◆ INSTRUCTIONS TO FOLLOW ◆
Quote exactly and only this range of lines in the data below: the line that holds "Question. Indicate the flying" to the line that holds "Question. Indicate the weathered", both included.

**** ENTRIES SHOWN

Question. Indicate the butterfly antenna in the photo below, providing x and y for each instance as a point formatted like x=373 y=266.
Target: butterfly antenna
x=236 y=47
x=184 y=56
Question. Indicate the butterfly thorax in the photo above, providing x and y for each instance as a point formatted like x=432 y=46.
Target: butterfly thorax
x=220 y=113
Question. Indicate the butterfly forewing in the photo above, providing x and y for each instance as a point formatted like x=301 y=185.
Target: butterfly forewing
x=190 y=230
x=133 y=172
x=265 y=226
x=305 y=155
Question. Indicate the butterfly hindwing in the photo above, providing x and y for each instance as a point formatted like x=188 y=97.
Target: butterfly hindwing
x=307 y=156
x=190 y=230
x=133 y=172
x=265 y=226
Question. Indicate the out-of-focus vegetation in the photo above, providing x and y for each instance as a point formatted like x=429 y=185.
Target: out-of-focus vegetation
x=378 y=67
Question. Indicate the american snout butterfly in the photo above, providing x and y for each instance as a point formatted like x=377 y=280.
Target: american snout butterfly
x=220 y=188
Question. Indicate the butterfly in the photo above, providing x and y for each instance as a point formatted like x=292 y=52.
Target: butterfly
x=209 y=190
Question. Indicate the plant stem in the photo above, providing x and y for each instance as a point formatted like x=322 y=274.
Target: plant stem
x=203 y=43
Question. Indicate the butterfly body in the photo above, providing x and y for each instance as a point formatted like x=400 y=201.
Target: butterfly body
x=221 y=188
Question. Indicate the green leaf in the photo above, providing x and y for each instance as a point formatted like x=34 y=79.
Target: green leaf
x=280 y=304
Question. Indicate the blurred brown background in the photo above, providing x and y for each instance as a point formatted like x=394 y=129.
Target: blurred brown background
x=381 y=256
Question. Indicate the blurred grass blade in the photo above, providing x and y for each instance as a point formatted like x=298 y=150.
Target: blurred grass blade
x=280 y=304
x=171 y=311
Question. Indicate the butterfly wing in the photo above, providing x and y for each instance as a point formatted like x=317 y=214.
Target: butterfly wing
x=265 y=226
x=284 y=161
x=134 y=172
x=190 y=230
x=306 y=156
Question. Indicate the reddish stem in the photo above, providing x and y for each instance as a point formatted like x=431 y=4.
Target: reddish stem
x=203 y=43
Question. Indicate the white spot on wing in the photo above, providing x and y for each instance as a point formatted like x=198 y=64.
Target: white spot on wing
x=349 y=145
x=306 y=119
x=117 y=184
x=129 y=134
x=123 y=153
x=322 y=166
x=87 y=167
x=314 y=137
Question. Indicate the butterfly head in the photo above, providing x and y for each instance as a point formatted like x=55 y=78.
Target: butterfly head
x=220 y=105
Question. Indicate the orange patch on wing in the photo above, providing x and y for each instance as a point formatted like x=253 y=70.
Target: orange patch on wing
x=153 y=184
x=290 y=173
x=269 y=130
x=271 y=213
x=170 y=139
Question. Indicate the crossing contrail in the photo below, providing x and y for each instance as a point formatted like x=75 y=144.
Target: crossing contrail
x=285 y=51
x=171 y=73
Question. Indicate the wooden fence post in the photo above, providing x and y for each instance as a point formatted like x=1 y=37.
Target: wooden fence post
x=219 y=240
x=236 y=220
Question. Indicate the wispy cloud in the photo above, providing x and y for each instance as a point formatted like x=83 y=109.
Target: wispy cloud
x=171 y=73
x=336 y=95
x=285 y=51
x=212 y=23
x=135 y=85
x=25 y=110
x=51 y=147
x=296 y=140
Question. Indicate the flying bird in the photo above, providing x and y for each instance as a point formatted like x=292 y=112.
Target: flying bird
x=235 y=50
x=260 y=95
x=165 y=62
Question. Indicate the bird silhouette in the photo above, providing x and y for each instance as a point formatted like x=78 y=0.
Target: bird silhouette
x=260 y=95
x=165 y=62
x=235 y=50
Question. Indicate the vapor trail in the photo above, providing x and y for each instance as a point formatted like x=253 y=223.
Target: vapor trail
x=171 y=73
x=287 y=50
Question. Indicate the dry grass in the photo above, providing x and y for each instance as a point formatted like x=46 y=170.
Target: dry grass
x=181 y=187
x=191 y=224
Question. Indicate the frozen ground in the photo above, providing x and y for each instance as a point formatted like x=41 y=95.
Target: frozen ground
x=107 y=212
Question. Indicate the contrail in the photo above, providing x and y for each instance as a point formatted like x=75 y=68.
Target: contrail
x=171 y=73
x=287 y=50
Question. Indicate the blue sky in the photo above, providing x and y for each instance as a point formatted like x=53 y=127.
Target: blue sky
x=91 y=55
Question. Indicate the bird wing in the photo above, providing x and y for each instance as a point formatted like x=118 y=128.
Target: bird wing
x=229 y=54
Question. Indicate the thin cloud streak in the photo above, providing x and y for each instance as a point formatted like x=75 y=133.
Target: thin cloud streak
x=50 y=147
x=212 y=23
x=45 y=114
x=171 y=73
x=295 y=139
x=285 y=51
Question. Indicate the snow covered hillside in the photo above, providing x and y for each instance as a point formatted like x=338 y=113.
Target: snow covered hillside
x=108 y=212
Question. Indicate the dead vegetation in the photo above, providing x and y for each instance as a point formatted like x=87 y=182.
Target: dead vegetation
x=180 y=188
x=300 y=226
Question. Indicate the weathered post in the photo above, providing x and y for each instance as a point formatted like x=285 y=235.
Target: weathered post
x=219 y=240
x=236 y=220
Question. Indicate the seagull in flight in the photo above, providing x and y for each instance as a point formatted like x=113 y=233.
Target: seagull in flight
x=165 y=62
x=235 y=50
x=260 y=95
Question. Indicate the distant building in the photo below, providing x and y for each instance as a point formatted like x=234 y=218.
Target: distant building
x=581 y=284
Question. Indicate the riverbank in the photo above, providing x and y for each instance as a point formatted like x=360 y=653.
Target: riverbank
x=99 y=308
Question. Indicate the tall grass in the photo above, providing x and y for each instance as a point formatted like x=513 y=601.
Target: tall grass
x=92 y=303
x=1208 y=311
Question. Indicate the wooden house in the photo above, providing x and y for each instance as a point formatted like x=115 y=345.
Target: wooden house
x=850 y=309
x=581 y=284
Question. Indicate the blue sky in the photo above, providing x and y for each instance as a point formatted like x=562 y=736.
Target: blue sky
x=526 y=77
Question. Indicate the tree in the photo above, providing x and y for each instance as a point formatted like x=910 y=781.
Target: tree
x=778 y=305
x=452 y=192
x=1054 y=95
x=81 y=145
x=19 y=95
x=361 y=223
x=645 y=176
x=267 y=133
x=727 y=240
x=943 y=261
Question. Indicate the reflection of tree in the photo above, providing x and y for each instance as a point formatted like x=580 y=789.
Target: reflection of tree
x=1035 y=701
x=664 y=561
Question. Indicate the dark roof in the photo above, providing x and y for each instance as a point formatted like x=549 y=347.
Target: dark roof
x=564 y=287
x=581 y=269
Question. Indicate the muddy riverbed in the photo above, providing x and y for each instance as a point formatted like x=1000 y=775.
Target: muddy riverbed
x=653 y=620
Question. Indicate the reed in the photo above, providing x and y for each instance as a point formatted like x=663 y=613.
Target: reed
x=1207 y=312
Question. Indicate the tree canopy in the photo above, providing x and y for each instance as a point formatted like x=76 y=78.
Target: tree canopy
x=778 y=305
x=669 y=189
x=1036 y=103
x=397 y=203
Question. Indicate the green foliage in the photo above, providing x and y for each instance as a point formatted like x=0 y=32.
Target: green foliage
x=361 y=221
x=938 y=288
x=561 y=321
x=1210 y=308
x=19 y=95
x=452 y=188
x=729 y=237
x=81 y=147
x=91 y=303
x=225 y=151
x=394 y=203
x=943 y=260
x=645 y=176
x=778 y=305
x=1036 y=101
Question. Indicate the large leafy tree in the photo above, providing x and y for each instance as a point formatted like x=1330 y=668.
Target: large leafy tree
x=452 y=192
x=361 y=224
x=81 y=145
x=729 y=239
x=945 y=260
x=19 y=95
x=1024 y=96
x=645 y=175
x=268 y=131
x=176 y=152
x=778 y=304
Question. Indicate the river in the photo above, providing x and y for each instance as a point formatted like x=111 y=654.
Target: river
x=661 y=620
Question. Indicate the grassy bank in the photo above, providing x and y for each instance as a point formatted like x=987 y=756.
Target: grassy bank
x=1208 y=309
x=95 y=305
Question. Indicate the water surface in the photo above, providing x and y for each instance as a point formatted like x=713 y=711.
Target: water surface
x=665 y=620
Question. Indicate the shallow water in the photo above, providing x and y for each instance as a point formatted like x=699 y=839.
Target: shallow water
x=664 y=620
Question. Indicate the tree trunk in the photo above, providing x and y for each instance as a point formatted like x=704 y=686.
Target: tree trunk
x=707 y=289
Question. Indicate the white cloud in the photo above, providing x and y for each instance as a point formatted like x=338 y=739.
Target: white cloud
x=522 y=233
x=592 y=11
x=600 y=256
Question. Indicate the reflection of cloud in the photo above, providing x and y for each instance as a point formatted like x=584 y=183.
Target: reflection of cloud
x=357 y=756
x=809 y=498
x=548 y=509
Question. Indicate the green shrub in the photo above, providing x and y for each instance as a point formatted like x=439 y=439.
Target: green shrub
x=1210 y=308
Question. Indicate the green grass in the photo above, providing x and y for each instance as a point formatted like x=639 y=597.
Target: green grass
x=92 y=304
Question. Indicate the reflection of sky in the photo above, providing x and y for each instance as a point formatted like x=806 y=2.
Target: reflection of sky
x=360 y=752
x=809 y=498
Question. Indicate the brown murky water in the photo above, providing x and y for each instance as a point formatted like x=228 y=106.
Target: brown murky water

********

◆ TASK RESULT ◆
Question. Indicate the flying bird in the photo above, providing x and y for each instance as a point formatted like x=292 y=112.
Target: flying bird
x=235 y=50
x=260 y=95
x=165 y=62
Question. Indicate the bird silhouette in the photo above, providing x and y for each instance as a point formatted like x=78 y=0.
Target: bird silhouette
x=260 y=95
x=165 y=62
x=235 y=50
Question. Indicate the vapor trail in the photo above, providing x and y for each instance as a point formatted like x=253 y=223.
Target: vapor trail
x=171 y=73
x=287 y=50
Question. Indicate the dry grass in the photo above, providing x and y for each instance as a point formatted like x=46 y=170.
Target: dry grass
x=181 y=187
x=191 y=224
Question. Indicate the frozen ground in the photo above, providing x and y for each instance as a point formatted like x=41 y=95.
Target: frozen ground
x=107 y=212
Question. Indicate the contrail in the photo above, providing x and y for each instance as a point formatted like x=75 y=68.
Target: contrail
x=171 y=73
x=287 y=50
Question. Indicate the blue sky in the photo above, providing x and y for each instance as a point formatted like x=53 y=127.
Target: blue sky
x=91 y=55
Question. Indicate the bird wing in the photo above, providing x and y for each instance as a point formatted like x=118 y=128.
Target: bird wing
x=229 y=54
Question. Indicate the thin cloud streak in the photo above, providing x and y for each instance as a point formatted like x=75 y=133.
Target: thin cloud streak
x=50 y=147
x=212 y=23
x=45 y=114
x=171 y=73
x=295 y=139
x=285 y=51
Question. Indicate the snow covered hillside in the photo above, providing x and y for each instance as a point formatted like x=338 y=113.
Target: snow covered hillside
x=108 y=212
Question. Indicate the dead vegetation in the photo above, providing x and y for each instance as a point formatted like x=87 y=182.
Target: dead vegetation
x=180 y=188
x=300 y=226
Question. Indicate the weathered post in the photo above, providing x and y for each instance as a point formatted like x=285 y=235.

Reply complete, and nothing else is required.